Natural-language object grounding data
+ + +
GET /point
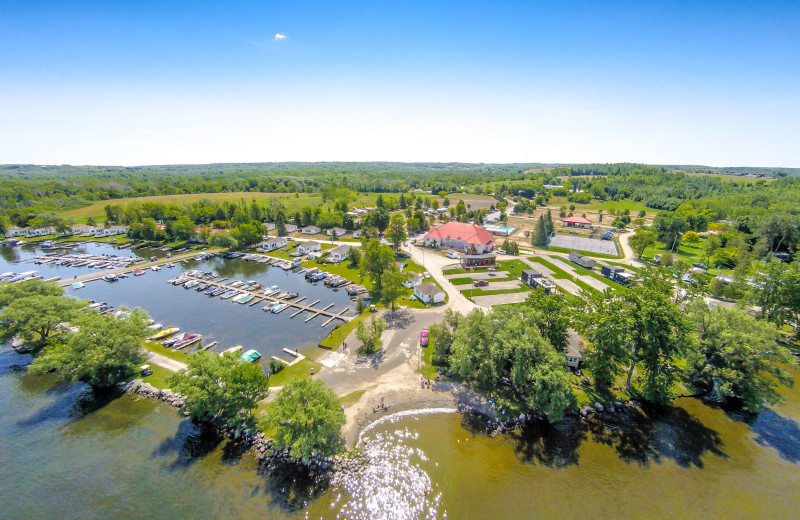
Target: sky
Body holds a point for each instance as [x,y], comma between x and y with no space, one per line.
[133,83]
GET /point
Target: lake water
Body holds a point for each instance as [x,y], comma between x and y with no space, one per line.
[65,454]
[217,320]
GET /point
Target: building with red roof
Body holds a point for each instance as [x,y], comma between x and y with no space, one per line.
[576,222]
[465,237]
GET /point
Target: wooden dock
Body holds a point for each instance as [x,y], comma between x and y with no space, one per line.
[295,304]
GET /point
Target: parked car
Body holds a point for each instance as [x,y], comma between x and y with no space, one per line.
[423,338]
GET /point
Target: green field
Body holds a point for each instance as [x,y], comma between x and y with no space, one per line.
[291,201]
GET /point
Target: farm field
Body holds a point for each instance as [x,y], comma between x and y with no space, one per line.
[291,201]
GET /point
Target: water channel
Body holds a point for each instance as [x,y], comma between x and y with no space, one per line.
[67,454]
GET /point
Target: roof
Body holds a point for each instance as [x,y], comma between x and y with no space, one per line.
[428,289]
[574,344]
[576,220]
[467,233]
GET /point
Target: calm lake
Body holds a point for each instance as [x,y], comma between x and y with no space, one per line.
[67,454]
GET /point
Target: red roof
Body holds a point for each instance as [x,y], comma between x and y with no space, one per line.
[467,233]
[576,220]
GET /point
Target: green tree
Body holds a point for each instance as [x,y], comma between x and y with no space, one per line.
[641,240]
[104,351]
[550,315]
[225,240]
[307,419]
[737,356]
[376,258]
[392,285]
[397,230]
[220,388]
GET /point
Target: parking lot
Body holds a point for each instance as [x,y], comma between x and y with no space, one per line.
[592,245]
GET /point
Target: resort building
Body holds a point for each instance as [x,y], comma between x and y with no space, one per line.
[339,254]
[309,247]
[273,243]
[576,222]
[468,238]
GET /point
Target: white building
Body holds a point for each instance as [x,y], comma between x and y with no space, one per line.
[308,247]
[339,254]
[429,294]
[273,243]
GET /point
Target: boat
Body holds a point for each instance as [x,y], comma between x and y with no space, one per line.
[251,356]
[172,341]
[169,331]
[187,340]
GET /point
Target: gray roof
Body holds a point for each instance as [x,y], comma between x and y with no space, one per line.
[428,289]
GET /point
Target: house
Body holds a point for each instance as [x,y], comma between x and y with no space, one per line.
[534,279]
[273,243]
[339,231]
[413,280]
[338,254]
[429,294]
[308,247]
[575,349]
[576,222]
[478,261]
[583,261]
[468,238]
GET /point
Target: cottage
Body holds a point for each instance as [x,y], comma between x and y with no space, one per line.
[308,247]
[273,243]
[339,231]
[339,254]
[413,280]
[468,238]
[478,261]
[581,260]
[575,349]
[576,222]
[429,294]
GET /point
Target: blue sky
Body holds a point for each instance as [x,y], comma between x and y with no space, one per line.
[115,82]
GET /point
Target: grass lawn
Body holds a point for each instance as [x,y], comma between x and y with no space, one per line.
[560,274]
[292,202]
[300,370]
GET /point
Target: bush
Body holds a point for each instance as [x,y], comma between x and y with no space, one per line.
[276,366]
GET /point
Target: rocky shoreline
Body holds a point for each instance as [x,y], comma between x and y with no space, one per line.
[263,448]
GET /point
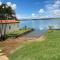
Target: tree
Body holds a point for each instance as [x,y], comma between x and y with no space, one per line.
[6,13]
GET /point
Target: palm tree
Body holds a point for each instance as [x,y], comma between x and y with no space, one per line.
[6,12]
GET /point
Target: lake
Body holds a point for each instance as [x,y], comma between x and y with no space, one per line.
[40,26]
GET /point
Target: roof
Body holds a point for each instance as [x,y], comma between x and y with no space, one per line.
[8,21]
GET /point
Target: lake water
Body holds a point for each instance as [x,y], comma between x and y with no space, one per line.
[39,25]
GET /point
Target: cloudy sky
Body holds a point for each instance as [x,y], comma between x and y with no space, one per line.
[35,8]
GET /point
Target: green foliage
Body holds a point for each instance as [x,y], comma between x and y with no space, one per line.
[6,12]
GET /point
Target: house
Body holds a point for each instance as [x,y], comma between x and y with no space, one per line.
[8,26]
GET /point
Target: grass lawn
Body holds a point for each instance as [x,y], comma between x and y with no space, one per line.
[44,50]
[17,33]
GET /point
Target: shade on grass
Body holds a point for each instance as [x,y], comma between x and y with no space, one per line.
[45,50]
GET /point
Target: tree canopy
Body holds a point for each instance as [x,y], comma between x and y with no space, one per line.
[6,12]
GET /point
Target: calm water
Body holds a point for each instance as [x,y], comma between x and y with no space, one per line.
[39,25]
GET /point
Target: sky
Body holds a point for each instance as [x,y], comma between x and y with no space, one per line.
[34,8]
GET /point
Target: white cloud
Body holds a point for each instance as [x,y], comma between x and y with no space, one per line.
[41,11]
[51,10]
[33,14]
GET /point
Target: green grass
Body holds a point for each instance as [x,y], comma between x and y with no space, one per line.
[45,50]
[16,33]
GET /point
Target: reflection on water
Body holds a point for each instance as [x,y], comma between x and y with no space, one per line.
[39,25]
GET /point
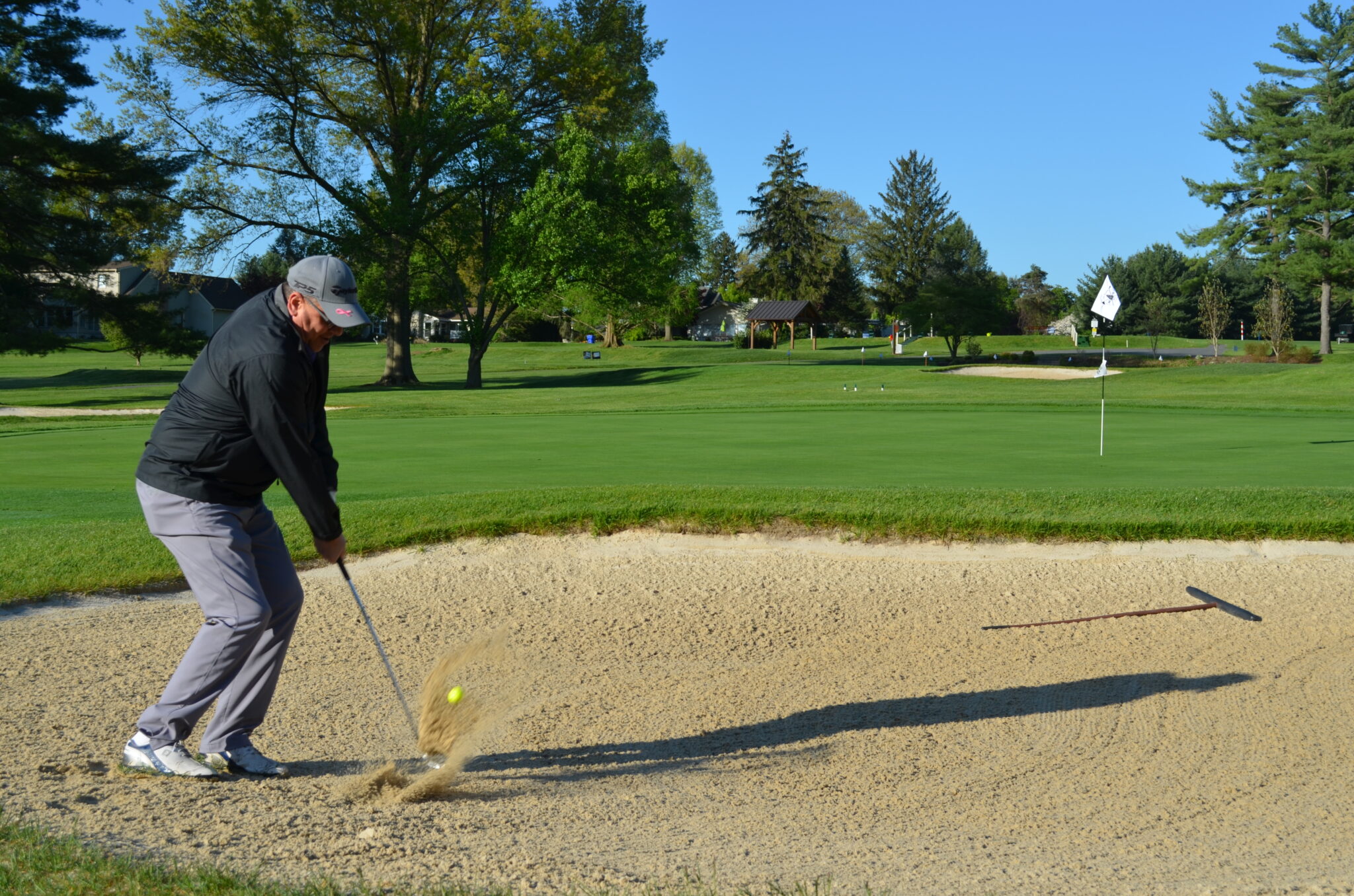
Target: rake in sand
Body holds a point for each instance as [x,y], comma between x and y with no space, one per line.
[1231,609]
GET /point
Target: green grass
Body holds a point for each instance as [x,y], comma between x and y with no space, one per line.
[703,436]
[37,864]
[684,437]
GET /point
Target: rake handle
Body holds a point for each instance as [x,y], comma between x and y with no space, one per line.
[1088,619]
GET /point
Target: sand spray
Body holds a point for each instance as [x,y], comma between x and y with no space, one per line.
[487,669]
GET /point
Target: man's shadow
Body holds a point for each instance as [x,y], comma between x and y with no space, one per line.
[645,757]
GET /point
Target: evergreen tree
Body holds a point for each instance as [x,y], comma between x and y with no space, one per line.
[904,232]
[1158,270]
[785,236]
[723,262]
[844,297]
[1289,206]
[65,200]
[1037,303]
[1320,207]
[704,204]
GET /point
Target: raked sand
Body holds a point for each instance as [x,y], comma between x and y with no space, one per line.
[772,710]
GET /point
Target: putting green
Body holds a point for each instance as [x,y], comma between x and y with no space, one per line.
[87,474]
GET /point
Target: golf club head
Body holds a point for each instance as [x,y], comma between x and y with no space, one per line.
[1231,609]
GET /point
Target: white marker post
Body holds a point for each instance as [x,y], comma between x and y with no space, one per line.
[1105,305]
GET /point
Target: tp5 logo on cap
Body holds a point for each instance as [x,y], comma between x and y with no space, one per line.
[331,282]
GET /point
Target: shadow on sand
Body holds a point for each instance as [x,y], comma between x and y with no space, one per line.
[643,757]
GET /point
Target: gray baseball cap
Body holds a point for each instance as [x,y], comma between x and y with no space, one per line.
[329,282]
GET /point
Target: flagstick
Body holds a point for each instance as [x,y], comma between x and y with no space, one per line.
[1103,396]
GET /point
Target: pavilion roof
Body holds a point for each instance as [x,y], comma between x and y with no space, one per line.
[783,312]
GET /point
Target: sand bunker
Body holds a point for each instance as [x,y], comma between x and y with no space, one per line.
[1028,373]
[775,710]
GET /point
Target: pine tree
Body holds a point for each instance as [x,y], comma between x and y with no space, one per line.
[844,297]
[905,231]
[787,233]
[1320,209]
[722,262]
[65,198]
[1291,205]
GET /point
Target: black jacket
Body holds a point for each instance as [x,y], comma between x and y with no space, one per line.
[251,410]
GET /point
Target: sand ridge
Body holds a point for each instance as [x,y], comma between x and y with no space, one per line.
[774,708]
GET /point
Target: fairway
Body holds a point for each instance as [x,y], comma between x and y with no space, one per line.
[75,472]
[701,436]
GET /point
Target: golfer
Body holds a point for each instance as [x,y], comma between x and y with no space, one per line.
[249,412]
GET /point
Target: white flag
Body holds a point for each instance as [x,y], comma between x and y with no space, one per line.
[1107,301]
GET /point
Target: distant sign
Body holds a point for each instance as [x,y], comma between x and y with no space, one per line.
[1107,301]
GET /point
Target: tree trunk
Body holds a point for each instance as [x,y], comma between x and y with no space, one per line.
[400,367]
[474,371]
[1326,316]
+ + +
• **What you need to do**: All that is wanted is an exact copy of the lines above from the one with "Target: sand spray" through the one with "Target: evergreen tree", with both ends included.

• **Written solution**:
Target: sand spray
Body holds a point for each instance as [x,y], comma between x and y with no space, one per line.
[487,669]
GET /point
Target: man's shadow
Body holds a point for each instance as [x,y], comma between x and y with no space, one per line.
[645,757]
GET /point
Target: evergreen tree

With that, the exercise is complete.